▸ WHAT THE TASK ASKS
Everything from the line holding "watch face and return the coordinates." through the last line below must be repeated exactly, and nothing else.

Pointing dataset records
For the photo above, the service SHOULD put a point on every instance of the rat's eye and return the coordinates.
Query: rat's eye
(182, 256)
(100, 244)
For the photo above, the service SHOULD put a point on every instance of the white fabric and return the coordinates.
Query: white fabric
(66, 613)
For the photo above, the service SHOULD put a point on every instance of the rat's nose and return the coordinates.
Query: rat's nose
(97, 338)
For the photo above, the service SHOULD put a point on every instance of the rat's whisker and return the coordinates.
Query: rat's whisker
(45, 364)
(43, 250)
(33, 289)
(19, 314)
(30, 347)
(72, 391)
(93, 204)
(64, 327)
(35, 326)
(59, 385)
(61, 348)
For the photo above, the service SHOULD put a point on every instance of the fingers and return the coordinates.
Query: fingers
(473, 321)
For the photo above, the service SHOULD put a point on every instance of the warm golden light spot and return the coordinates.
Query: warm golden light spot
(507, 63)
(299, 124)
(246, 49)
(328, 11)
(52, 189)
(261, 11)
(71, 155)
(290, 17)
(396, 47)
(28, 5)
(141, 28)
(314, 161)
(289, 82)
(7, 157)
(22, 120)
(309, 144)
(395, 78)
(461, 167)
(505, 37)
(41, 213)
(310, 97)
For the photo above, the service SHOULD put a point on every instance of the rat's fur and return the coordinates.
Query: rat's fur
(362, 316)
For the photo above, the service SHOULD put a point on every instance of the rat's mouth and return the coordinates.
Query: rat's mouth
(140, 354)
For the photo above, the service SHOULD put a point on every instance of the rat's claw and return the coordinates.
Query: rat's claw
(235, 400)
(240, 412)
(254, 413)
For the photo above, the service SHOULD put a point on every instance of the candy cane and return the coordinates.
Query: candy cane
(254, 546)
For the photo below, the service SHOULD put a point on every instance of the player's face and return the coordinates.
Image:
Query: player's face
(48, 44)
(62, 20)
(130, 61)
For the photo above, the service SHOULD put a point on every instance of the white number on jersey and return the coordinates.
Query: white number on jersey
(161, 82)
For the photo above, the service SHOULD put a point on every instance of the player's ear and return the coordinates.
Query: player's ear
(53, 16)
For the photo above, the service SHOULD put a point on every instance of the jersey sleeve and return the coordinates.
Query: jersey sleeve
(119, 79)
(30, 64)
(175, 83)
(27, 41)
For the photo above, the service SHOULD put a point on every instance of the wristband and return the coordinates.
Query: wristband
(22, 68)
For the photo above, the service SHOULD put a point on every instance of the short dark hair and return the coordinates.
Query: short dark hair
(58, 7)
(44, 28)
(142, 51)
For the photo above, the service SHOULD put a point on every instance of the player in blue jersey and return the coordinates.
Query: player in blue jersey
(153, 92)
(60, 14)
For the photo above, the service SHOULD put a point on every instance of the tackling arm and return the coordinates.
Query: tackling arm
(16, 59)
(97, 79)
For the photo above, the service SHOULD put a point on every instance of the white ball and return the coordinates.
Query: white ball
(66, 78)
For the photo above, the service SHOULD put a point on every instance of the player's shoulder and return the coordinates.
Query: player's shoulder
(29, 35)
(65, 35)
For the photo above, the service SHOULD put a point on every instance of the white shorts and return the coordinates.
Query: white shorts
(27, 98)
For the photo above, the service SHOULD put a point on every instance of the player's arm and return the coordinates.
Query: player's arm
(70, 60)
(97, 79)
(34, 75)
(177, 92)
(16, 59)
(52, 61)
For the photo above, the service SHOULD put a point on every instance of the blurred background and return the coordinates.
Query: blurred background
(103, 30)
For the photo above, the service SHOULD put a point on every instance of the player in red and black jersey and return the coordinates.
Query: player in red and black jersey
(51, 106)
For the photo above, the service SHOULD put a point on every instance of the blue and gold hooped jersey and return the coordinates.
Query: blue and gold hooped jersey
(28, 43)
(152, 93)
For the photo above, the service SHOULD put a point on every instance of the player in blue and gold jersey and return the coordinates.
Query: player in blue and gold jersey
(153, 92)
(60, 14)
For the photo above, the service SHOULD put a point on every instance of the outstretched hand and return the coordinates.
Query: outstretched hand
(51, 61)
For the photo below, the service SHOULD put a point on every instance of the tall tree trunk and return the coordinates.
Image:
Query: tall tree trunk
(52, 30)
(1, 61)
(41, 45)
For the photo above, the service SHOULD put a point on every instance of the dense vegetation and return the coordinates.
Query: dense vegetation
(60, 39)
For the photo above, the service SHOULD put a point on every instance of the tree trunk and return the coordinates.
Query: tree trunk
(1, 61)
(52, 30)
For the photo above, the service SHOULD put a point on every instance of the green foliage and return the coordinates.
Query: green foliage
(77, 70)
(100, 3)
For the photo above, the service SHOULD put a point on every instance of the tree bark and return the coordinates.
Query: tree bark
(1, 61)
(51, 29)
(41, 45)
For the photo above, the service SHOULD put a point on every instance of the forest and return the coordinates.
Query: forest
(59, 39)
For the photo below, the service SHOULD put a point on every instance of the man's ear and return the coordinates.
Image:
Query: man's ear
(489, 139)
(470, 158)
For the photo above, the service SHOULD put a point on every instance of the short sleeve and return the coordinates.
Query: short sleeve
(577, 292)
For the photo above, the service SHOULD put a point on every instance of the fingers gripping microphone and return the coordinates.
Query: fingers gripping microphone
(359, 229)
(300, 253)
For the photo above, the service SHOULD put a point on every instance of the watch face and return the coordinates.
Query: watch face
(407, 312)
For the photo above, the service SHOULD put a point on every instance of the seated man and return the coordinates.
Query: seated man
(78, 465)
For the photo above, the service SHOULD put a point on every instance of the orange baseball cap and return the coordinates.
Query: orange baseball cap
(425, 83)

▸ COMPLETED TASK
For the photo above, the service SHOULD put a point on every instance of the watch face and return the coordinates.
Query: watch face
(407, 312)
For the photo above, the service SHOULD put a point on every instance of the seated man and return the coordinates.
Query: seated man
(78, 465)
For the photo above, the service SHOULD put a point on every instance of the orange baseball cap and return the coordinates.
Query: orange baseball cap
(425, 83)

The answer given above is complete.